Start of Data to use
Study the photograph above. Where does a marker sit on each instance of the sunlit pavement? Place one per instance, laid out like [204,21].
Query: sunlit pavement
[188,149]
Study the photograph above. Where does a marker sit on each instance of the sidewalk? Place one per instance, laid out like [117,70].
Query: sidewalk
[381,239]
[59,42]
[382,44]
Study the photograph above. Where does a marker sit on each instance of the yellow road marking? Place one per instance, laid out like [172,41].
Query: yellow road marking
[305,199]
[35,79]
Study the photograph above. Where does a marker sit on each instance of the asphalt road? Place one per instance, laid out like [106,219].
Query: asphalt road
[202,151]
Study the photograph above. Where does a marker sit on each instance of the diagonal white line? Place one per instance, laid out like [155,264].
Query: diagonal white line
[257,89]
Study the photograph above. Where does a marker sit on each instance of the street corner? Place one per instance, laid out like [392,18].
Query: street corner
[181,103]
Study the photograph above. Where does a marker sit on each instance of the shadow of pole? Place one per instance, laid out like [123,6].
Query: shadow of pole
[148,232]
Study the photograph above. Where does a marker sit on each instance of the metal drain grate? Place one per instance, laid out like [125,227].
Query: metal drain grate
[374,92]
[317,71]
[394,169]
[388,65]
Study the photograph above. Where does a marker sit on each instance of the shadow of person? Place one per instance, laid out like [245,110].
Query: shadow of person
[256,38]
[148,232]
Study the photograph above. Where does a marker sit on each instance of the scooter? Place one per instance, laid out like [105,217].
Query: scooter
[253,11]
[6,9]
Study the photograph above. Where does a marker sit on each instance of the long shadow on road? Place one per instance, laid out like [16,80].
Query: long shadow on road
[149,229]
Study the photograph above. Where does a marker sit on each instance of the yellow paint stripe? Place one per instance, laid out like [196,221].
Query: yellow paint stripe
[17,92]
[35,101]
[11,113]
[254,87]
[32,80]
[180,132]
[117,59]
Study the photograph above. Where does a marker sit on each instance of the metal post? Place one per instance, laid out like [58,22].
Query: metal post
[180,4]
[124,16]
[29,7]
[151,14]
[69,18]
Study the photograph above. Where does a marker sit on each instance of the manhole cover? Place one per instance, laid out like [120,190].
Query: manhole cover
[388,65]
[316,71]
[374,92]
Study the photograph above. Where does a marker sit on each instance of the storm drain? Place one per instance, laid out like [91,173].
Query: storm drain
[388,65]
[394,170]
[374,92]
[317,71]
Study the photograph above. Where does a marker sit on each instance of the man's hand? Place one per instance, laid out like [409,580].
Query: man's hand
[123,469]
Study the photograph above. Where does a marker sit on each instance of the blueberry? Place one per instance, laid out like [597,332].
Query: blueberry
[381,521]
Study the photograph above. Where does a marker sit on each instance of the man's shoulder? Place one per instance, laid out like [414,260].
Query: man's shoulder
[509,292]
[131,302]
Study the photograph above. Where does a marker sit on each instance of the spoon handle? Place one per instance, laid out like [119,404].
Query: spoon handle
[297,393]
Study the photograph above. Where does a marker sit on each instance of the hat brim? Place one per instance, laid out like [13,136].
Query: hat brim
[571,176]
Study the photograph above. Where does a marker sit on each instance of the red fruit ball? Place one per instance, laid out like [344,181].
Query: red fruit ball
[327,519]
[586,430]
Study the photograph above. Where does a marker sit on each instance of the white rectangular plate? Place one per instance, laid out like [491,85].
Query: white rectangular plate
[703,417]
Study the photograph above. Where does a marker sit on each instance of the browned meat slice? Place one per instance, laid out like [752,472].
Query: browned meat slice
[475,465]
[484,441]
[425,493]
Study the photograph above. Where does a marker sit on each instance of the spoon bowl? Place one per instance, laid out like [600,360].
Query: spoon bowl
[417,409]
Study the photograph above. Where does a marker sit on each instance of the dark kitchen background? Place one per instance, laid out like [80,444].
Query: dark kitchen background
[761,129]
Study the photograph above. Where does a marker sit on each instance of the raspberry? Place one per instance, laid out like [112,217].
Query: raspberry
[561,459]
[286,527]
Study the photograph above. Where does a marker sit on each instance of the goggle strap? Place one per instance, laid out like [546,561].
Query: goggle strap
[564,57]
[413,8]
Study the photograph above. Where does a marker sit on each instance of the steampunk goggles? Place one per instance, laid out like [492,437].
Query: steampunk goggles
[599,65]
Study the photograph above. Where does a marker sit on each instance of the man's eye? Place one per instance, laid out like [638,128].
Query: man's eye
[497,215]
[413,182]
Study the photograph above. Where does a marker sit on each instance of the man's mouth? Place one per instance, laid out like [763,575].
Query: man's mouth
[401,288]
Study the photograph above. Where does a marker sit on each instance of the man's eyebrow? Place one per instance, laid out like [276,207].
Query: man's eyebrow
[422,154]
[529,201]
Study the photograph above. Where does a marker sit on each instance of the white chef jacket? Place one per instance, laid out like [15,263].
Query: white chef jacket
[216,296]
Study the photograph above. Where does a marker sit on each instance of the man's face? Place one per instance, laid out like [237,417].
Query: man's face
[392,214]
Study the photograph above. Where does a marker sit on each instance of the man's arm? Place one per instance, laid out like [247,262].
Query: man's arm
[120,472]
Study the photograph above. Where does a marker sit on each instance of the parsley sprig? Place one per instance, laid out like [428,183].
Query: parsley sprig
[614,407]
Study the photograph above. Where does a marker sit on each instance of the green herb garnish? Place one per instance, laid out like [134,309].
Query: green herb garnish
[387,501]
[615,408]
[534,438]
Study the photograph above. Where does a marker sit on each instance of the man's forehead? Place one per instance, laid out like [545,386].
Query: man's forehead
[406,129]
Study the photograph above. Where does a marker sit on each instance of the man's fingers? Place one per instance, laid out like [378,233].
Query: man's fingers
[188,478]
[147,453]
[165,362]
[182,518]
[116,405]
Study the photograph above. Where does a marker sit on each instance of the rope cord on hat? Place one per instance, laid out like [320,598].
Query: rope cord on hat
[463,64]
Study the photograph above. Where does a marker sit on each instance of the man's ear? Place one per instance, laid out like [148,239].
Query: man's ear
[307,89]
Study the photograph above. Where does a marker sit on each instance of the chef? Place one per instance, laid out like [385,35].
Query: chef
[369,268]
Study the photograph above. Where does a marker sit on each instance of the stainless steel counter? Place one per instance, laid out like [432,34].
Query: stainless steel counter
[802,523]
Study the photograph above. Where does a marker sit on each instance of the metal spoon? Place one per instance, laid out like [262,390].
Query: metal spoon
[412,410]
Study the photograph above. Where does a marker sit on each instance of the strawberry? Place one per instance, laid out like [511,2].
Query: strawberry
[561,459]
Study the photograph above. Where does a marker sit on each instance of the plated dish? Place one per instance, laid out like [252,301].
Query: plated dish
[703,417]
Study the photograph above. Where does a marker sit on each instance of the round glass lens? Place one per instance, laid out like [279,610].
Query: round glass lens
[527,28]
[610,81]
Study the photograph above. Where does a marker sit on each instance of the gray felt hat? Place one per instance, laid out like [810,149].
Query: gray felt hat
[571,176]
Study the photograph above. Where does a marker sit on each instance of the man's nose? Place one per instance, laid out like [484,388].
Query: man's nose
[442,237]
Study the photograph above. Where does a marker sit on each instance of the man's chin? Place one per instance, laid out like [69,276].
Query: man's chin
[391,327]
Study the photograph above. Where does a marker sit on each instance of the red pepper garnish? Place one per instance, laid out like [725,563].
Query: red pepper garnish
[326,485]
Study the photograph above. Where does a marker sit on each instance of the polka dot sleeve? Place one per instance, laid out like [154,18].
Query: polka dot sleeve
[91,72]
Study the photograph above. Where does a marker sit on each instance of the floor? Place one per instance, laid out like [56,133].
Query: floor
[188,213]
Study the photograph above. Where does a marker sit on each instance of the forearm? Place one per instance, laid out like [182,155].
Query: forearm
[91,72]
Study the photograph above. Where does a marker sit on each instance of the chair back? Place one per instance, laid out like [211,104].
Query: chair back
End of Data to use
◆ Given problem
Rewrite the listing from the line containing "out like [69,276]." through the end of the listing, swapping "marker" for "pin" and leaving everything else the same.

◆ Written answer
Study the photograph above. Where does a pin sit on each instance of the man's chin? Place one per instance, laid out like [69,276].
Query: man's chin
[391,327]
Study the photograph above. Where does a pin sit on each instance of the red pepper garnish? Place one per instance, laid out like [725,563].
Query: red pepper garnish
[326,485]
Study the photograph above. Where does a pin sit on each instance of the polka dot sleeve? Place one per instance, laid out like [154,18].
Query: polka dot sleeve
[91,72]
Study the photograph above. Where does a pin sit on each instance of the floor? Place one per instance, laid out like [56,133].
Query: floor
[188,213]
Study the photograph above. Where does a pin sit on each instance of the forearm? Place one per instance, laid out like [182,155].
Query: forearm
[91,72]
Study the photograph above. Where does a pin sit on each instance of the chair back? Place one per instance, laid out like [211,104].
Query: chair back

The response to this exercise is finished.